- [GIVEN TEXT]:
-------------------------

Parlez-vous SQL?

Name change. No, not mine; the ANSI X3H2 Database Standards Committee. On January 23 the ANSI "Accredited Standards Committee X3 -- Information Technology" became the National Committee for Information Technology Standards (NCITS, pronounced "insights"). We will have done an ON UPDATE CASCADE on all of our forms by the time you read this. The new Web site is www.ncits.org, if you need more information.

The official press release said, "While the scope of standardization activities remains the same, the emphasis is different. NCITS's mission is to produce market-driven, voluntary consensus standards in the areas of multimedia (MPEG/JPEG), intercommunication among computing devices and information systems (including the Information Infrastructure, SCSI-2 interfaces, Geographic Information Systems), storage media (hard drives, removable cartridges) and programming languages (such as C++)," but it did not mention databases or just what that means in real terms.

I Am Not Making This Up

The Association for the Defense of the French Language and the Association for the Future of the French Language charge that the Georgia Tech Lorraine Web site violates a 1994 French law that forbids the sale of "goods and services" in France in any language other than French, unless accompanied by a French translation.

-------------------------

Collection entries:
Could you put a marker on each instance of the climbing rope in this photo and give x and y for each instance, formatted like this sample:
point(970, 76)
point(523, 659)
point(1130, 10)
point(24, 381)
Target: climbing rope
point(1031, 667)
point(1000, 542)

-------------------------

- [GIVEN INSTRUCTION A]:
In the SQL column, what did the ANSI "Accredited Standards Committee X3 -- Information Technology" become on January 23?
- [GIVEN INSTRUCTION B]:
Continue the SQL column from its last sentence.

- [EXPECTED ANSWER A]:
The National Committee for Information Technology Standards (NCITS).

- [EXPECTED ANSWER B]:
The two groups cite the 1994 law in the lawsuit, demanding that all Web site information accessible from France or related to a French organization be translated into French. The French courts ruling could force Georgia Tech Lorraine and other institutions with Internet sites to conform to the rarely enforced language law.

At a preliminary hearing on October 28, 1996, Maitre Schaefer, an attorney representing Georgia Tech Lorraine, argued for the dismissal of the lawsuit, noting that as Internet surfers use hypertext links to move from site to site, they also may move invisibly from a server located in France to one in another country. Georgia Tech Lorraine argued that it is not feasible to provide a French translation of every Web page accessible from France or related to a French organization.

Georgia Tech Lorraine also contends that the law specifically excludes the facility and contradicts the European Charter of Human Rights, and that the watchdog groups filed the suit without following proper procedures.

After hearing arguments from both sides on January 6, a judge took the case under consideration until February 24. "Due to scarce resources, the initial version of the Georgia Tech Lorraine Web site was primarily developed in English," said Dr. Hans Puttgen, director of Georgia Tech Lorraine. "As the scope of Georgia Tech Lorraine is widened, multilingual versions will be progressively developed."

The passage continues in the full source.